**Task goal**
How many lines of the records below contain the word "blond", with case counting? Reply with the number only.

**Given information**
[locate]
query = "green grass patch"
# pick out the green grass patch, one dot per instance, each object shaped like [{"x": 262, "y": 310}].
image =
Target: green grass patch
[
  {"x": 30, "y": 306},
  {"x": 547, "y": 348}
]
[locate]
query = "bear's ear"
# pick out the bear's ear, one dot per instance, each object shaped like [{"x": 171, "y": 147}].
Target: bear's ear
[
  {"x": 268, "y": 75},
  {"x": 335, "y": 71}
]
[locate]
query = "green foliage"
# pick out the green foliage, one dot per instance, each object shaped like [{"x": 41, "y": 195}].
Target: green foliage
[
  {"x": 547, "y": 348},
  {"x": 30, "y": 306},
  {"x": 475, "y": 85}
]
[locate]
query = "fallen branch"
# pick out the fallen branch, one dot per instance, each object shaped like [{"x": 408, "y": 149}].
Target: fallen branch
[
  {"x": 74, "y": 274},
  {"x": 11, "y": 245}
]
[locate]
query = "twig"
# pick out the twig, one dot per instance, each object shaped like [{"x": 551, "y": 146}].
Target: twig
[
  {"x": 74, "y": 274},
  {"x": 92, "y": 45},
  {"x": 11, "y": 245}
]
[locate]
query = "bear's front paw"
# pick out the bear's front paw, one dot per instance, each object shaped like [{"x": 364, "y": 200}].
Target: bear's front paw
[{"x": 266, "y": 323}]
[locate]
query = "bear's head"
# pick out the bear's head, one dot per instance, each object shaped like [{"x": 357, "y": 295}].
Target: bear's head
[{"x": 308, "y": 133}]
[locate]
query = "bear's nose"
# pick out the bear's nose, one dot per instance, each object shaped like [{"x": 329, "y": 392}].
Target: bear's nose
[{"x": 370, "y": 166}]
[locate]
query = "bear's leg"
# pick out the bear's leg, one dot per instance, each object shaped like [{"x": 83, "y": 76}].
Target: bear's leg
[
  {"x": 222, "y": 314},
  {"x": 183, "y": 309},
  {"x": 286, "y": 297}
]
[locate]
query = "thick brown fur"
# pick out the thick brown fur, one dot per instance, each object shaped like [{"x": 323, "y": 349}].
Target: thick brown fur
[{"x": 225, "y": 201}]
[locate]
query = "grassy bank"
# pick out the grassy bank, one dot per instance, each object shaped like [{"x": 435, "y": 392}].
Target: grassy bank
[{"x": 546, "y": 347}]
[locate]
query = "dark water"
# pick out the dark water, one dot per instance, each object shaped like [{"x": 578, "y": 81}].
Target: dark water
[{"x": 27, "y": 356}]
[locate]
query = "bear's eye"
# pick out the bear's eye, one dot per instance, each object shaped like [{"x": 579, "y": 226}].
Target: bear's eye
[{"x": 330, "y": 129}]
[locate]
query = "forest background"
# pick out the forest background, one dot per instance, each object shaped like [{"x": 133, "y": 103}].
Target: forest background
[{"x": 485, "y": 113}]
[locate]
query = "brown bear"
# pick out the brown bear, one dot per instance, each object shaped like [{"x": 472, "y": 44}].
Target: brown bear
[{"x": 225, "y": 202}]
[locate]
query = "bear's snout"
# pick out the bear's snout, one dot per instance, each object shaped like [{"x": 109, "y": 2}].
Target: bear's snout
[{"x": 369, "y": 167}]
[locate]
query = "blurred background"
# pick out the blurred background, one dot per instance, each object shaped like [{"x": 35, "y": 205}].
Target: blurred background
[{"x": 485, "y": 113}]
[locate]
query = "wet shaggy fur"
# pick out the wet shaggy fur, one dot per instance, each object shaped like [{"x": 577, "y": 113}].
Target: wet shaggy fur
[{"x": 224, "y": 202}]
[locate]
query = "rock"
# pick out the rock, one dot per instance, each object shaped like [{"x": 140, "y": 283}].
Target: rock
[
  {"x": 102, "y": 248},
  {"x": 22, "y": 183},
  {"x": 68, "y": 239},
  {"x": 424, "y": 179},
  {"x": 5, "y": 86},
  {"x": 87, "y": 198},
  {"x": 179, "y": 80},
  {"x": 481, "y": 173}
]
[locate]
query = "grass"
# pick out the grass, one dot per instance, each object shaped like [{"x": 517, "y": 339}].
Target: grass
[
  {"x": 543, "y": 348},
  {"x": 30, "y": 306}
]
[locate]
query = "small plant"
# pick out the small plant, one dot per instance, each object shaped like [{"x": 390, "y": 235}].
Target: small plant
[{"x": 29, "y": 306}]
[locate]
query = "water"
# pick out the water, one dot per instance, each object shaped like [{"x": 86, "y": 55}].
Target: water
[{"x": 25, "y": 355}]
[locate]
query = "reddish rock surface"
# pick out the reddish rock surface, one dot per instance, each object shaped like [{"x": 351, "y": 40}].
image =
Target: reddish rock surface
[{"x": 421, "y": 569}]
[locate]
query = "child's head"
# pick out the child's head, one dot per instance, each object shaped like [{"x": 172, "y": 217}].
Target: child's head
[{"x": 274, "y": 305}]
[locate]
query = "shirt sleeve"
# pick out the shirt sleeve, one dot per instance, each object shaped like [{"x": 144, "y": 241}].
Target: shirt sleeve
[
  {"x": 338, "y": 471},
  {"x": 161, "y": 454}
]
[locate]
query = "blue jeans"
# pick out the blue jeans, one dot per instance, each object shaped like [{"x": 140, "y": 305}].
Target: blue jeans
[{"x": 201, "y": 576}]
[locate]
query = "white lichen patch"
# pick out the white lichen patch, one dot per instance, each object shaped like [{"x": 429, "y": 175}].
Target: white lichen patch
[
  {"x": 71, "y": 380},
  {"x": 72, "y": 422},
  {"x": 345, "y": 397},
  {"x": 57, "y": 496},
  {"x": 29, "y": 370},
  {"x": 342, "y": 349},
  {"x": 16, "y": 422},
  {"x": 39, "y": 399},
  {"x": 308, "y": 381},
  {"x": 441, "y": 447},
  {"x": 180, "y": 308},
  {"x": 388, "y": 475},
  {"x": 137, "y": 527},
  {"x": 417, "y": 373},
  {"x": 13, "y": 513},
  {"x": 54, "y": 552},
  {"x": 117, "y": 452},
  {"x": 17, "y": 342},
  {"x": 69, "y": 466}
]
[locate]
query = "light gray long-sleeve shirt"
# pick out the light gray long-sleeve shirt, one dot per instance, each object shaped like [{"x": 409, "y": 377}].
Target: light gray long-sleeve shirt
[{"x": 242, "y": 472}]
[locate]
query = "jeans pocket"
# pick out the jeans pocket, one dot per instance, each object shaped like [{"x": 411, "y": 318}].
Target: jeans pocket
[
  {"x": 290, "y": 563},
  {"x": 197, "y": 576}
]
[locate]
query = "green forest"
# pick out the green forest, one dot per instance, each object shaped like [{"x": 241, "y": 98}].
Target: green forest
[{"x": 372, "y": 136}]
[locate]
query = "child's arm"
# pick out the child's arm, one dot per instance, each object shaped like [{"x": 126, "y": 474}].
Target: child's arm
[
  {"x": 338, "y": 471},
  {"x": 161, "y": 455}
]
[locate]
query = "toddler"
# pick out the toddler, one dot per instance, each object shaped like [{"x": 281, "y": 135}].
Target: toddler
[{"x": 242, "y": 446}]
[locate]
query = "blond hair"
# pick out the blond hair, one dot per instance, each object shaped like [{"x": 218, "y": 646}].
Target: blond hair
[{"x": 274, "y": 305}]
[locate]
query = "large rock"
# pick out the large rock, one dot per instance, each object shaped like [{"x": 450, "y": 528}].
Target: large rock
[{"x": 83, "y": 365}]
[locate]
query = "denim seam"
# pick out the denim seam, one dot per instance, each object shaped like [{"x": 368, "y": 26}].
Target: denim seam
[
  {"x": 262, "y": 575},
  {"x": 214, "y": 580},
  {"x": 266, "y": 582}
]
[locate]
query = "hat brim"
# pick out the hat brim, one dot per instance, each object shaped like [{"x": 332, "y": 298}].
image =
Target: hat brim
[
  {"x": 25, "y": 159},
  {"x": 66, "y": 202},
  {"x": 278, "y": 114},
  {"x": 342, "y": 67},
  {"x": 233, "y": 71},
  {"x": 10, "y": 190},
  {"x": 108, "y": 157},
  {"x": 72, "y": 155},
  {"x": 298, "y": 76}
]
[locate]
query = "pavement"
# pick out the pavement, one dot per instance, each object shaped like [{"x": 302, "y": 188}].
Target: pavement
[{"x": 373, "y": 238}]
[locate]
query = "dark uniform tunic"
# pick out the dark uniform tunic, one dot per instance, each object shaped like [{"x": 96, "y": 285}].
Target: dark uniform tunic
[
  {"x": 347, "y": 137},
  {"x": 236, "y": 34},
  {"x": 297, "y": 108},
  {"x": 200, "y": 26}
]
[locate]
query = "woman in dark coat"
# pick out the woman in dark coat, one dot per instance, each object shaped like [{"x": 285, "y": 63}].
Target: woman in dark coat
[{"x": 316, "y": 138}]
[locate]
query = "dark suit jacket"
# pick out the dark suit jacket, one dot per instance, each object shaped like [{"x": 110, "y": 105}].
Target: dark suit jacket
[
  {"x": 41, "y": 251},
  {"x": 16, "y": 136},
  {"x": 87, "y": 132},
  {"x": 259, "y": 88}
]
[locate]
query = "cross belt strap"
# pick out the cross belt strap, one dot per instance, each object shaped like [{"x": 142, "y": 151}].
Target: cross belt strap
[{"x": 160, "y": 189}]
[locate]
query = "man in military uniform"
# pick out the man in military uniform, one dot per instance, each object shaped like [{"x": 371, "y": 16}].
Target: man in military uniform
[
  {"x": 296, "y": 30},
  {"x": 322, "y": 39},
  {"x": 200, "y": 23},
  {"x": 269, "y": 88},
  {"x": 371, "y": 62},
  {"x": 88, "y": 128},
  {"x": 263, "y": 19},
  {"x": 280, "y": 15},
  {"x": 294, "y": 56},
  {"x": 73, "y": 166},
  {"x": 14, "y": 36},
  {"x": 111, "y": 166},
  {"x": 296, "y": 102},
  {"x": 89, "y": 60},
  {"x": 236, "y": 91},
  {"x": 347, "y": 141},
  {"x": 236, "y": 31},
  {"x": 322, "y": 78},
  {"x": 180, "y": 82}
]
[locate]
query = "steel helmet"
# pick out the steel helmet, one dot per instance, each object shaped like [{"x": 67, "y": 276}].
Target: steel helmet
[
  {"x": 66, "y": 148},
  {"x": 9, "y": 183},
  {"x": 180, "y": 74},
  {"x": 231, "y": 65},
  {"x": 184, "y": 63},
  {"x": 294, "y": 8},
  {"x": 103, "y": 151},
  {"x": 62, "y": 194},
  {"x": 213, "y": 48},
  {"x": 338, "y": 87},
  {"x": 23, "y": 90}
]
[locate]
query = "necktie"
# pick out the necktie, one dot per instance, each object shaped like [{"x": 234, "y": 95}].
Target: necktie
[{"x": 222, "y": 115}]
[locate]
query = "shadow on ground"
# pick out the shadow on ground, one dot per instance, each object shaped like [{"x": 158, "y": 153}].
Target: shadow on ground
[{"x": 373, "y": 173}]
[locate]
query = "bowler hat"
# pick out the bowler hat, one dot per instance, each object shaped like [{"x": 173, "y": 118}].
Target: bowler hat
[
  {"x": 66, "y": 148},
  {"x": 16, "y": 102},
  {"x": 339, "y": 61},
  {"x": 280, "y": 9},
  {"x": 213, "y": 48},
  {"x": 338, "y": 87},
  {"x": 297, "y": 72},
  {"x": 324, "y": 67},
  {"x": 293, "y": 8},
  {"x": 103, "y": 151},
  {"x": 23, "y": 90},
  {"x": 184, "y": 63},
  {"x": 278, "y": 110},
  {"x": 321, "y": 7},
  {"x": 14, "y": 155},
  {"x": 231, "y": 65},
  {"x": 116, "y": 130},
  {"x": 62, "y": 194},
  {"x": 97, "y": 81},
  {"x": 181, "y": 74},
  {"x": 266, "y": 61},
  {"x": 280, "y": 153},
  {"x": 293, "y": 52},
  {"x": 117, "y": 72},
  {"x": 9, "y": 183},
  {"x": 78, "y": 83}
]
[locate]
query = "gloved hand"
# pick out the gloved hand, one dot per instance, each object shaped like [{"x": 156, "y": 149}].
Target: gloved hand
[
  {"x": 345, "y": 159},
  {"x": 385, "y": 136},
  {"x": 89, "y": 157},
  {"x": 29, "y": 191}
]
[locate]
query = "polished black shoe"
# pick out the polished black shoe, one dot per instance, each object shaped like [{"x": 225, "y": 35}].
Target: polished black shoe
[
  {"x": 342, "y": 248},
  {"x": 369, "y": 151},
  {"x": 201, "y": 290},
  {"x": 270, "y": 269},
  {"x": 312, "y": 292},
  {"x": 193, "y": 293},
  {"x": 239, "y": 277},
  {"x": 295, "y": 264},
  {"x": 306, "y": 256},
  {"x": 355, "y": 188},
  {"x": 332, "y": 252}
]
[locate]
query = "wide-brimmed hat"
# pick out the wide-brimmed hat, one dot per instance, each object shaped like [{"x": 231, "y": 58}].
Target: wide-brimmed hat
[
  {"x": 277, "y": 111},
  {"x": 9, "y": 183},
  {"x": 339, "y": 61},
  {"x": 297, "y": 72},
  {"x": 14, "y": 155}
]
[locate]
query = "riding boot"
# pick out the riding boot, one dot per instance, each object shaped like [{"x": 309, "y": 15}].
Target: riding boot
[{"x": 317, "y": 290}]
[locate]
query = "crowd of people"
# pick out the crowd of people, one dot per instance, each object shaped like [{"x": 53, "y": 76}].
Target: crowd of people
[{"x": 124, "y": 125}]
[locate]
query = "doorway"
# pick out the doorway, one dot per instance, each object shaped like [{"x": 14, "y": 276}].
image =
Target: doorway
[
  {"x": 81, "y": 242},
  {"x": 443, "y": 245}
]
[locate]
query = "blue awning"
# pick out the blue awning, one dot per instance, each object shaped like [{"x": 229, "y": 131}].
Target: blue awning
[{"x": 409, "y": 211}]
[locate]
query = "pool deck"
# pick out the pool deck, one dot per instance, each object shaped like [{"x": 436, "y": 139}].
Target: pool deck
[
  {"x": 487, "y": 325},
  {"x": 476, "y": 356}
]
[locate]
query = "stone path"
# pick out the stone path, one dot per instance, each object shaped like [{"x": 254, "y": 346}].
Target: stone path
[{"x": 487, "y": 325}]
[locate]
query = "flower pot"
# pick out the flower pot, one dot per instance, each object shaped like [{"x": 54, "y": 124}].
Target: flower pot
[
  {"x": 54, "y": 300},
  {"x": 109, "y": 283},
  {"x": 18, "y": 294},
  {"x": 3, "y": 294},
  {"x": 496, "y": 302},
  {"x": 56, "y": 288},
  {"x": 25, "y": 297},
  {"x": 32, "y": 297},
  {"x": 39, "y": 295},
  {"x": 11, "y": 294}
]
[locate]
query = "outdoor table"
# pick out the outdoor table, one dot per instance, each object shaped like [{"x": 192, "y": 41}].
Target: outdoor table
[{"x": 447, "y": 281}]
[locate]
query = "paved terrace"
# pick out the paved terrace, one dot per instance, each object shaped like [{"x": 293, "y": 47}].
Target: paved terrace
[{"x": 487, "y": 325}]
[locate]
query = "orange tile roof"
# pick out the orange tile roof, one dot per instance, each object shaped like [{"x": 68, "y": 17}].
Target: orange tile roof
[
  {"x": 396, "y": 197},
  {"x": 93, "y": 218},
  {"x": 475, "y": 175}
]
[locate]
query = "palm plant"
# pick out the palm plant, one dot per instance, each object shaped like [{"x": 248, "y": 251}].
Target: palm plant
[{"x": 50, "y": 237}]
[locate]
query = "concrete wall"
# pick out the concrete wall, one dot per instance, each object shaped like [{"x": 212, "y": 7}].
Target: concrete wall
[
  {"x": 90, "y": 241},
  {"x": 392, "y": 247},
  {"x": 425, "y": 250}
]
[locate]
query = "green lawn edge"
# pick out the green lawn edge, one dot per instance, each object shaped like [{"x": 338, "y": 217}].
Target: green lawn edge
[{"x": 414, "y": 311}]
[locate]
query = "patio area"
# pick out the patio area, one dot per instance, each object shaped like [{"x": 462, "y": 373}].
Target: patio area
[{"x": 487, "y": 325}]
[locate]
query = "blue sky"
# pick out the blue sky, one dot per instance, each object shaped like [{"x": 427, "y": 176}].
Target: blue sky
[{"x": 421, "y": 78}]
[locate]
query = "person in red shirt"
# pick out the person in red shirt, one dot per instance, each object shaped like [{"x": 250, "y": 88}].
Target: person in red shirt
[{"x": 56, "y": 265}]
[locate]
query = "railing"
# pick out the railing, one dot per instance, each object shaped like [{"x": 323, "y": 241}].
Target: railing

**Result of this exercise**
3